==== DATA SECTION ====
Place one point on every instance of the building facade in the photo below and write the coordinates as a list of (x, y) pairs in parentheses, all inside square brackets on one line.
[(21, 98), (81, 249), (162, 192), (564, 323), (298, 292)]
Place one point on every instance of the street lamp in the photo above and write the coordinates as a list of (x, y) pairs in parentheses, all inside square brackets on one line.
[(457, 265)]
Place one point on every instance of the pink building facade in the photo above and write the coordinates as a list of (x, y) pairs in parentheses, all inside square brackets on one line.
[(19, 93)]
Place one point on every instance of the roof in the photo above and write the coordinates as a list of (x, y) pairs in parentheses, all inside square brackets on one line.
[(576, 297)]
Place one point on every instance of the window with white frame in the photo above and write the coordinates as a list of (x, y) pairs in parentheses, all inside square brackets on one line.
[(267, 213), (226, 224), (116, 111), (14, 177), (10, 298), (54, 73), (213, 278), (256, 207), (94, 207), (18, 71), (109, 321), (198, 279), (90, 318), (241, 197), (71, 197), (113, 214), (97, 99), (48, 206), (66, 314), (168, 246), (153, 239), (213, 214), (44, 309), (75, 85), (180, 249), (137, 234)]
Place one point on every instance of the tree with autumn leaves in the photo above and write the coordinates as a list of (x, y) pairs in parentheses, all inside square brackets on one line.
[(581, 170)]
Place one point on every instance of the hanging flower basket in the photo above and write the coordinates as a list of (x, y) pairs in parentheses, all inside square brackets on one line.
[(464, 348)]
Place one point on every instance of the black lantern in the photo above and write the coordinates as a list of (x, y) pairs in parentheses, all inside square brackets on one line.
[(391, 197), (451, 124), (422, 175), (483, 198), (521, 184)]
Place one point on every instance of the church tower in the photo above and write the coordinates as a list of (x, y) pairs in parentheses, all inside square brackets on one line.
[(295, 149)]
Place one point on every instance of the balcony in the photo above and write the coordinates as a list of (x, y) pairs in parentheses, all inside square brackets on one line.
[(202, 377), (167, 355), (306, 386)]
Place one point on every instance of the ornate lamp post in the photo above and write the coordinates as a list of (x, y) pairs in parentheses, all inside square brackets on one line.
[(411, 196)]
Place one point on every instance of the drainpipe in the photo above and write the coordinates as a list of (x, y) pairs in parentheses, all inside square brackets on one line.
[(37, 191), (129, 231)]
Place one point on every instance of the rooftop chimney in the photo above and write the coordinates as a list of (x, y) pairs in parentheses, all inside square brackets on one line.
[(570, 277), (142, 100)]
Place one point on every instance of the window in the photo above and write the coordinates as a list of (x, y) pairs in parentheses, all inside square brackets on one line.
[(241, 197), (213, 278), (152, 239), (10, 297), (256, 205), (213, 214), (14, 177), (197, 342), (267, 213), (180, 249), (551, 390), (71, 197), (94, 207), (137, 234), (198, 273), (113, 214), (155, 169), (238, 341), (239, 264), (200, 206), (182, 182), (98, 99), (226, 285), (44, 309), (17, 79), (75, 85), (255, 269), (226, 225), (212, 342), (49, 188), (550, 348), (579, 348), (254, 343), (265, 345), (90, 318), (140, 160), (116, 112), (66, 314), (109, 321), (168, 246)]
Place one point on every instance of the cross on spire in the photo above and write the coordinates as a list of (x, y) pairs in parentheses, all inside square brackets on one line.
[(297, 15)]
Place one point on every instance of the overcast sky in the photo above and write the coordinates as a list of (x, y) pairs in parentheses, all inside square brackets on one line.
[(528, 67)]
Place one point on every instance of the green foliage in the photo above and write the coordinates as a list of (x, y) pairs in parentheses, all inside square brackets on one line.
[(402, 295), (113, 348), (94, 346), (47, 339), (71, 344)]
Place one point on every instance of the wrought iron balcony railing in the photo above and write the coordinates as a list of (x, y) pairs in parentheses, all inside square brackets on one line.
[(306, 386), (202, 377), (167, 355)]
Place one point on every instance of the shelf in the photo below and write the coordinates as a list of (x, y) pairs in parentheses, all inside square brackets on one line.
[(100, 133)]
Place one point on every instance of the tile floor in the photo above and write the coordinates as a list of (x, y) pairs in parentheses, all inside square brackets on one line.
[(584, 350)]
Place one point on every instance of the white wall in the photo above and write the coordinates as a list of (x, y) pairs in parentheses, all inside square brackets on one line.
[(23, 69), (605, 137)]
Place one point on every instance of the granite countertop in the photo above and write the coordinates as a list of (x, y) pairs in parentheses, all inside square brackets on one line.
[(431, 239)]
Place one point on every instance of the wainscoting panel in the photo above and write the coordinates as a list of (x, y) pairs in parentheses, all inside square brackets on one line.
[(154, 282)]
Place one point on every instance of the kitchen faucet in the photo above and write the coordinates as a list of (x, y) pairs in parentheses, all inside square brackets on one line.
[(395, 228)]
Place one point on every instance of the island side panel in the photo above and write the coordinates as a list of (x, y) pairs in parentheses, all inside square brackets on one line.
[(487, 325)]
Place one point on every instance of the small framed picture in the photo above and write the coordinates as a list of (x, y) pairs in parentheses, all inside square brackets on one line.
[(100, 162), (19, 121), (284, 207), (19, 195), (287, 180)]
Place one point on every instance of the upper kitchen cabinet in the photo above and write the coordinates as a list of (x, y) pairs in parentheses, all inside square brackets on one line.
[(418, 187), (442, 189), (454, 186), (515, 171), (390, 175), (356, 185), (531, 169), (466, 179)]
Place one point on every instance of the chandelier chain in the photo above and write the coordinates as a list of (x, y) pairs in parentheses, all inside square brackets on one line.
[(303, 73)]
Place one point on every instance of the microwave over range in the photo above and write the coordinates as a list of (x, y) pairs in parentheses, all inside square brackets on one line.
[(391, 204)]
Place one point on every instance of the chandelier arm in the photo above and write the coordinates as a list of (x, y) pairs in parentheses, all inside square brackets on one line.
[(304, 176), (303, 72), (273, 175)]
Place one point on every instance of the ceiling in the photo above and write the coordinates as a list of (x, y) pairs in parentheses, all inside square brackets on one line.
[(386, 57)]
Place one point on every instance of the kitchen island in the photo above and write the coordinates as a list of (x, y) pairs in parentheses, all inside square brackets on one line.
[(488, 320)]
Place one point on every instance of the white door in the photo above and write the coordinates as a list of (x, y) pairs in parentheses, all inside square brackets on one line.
====
- _WHAT NEEDS TO BE DONE_:
Convert every line of the entries above into a JSON array of strings, one string per line, omitting any blank lines.

- _OUTPUT FOR THIS TASK_:
[
  "Place one point on every instance of the building facade in the photo below and write the coordinates as a list of (x, y) pairs in parentheses, all inside square brackets on one line.",
  "[(21, 98), (81, 249), (162, 192), (564, 323), (298, 292)]",
  "Place one point on every instance of the street lamp in the photo above and write the coordinates as a list of (x, y) pairs in parentheses, all inside square brackets on one line.",
  "[(457, 265)]",
  "Place one point on every instance of the pink building facade in the photo above and write the coordinates as a list of (x, y) pairs in parentheses, all inside square brackets on one line.",
  "[(19, 93)]",
  "Place one point on every instance of the roof in the photo above and write the coordinates as a list of (x, y) pairs in parentheses, all inside square brackets on one line.",
  "[(576, 297)]",
  "Place one point on every instance of the window with white frame in the photo above and write the coordinates as a list of (x, y) pairs in parentheses, all inside square brackets on one line.",
  "[(267, 213), (226, 224), (116, 111), (14, 177), (10, 298), (54, 73), (213, 278), (256, 207), (94, 207), (18, 71), (109, 321), (198, 279), (90, 318), (241, 197), (71, 197), (113, 214), (97, 99), (48, 206), (66, 314), (168, 246), (153, 239), (213, 214), (44, 309), (75, 85), (180, 249), (137, 234)]",
  "Place one point on every instance of the tree with autumn leaves in the photo above and write the coordinates as a list of (x, y) pairs in parentheses, all inside square brackets on one line.",
  "[(581, 170)]",
  "Place one point on every instance of the hanging flower basket in the photo above and write the coordinates as a list of (x, y) pairs in parentheses, all inside square brackets on one line.",
  "[(464, 348)]",
  "Place one point on every instance of the black lantern in the photo above and write the coordinates as a list of (x, y) pairs in parentheses, all inside square brackets on one line.",
  "[(391, 197), (451, 124), (422, 175), (483, 198), (521, 184)]",
  "Place one point on every instance of the church tower in the photo above and write the coordinates as a list of (x, y) pairs in parentheses, all inside square brackets on one line.",
  "[(295, 149)]",
  "Place one point on every instance of the balcony in the photo above and write the coordinates as a list of (x, y) pairs in parentheses, all inside square brackets on one line.",
  "[(202, 377), (167, 355), (306, 386)]",
  "Place one point on every instance of the ornate lamp post in the photo above and write the coordinates as a list of (x, y) pairs in parentheses, all inside square brackets on one line.",
  "[(411, 196)]",
  "Place one point on every instance of the drainpipe in the photo above and write the coordinates as a list of (x, y) pairs in parentheses, all inside square brackets on one line.",
  "[(37, 191), (129, 231)]",
  "Place one point on every instance of the rooftop chimney in the photo above and write the coordinates as a list of (x, y) pairs in parentheses, all inside square brackets on one line.",
  "[(570, 277), (142, 100)]",
  "Place one point on every instance of the window in the photo above and write the coordinates as a list of (x, y) pairs in parentheses, all inside square brackets on one line.",
  "[(241, 197), (213, 278), (152, 239), (10, 297), (256, 205), (213, 214), (14, 177), (197, 342), (267, 213), (180, 249), (551, 390), (71, 197), (94, 207), (137, 234), (198, 273), (113, 214), (155, 169), (238, 341), (239, 264), (200, 206), (182, 182), (98, 99), (226, 285), (44, 309), (17, 79), (75, 85), (255, 269), (226, 225), (212, 342), (49, 188), (550, 348), (579, 348), (254, 343), (265, 345), (90, 318), (140, 160), (116, 112), (66, 314), (109, 321), (168, 246)]",
  "Place one point on every instance of the cross on spire in the photo above and write the coordinates as a list of (x, y) pairs in parentheses, all inside square brackets on one line.",
  "[(297, 15)]",
  "Place one point on every instance of the overcast sky in the photo above and write the coordinates as a list of (x, y) pairs in parentheses, all inside square brackets on one line.",
  "[(528, 67)]",
  "Place one point on every instance of the green foliage in the photo above and write the coordinates as a list of (x, y) pairs in parentheses, all inside square brackets on one line.",
  "[(402, 295), (113, 348), (94, 346), (47, 339), (71, 344)]",
  "Place one point on every instance of the wrought iron balcony railing in the photo above and write the coordinates as a list of (x, y) pairs in parentheses, all inside square brackets on one line.",
  "[(306, 386), (202, 377), (167, 355)]",
  "Place one point on every instance of the shelf in the photo below and write the coordinates as a list of (x, y) pairs in parentheses, all inside square brackets on one line.",
  "[(100, 133)]",
  "Place one point on every instance of the tile floor in the photo above and write the coordinates as a list of (x, y) pairs in parentheses, all inside square brackets on one line.",
  "[(584, 350)]",
  "Place one point on every instance of the white wall in the photo above and write the coordinates as a list of (x, y) pairs in parentheses, all inside square brackets on one line.",
  "[(23, 69), (605, 137)]",
  "Place one point on every instance of the granite countertop in the photo above and write the coordinates as a list of (x, y) pairs in parentheses, all inside square brackets on one line.",
  "[(431, 239)]",
  "Place one point on every instance of the wainscoting panel in the photo above and write the coordinates as a list of (x, y) pairs in parentheses, all inside square brackets on one line.",
  "[(154, 282)]",
  "Place one point on every instance of the kitchen faucet in the photo above and write the coordinates as a list of (x, y) pairs in parentheses, all inside square brackets on one line.",
  "[(395, 228)]",
  "Place one point on every instance of the island side panel in the photo above and write the coordinates as a list of (x, y) pairs in parentheses, all inside square brackets on one line.",
  "[(487, 325)]",
  "Place one point on every instance of the small framed picture in the photo above and write the coordinates as a list of (x, y) pairs in parentheses, all inside square brackets on one line.",
  "[(100, 162), (19, 121), (284, 207), (19, 195), (287, 180)]",
  "Place one point on every instance of the upper kitchen cabinet in the photo above and write the coordinates as a list of (x, y) pairs in parentheses, all inside square brackets on one line.",
  "[(418, 187), (442, 189), (454, 186), (515, 171), (390, 175), (356, 185), (531, 169), (466, 179)]",
  "Place one point on every instance of the chandelier chain in the photo above and write the coordinates as a list of (x, y) pairs in parentheses, all inside square brackets on one line.",
  "[(303, 73)]",
  "Place one point on every instance of the microwave over range in the photo above and write the coordinates as a list of (x, y) pairs in parentheses, all inside square brackets on one line.",
  "[(391, 204)]",
  "Place one point on every instance of the chandelier arm in the photo above and write the coordinates as a list of (x, y) pairs in parentheses, all inside square brackets on one line.",
  "[(304, 176), (303, 72), (273, 175)]",
  "Place one point on every instance of the ceiling in the photo above and write the coordinates as a list of (x, y) pairs in parentheses, all inside square brackets on one line.",
  "[(386, 57)]",
  "Place one point on every instance of the kitchen island in the photo above and write the coordinates as a list of (x, y) pairs in parentheses, all inside square brackets on one line.",
  "[(488, 320)]",
  "Place one point on every instance of the white door in the photo above and write the coordinates as a list of (x, y) pairs in parentheses, all inside square brackets on one line."
]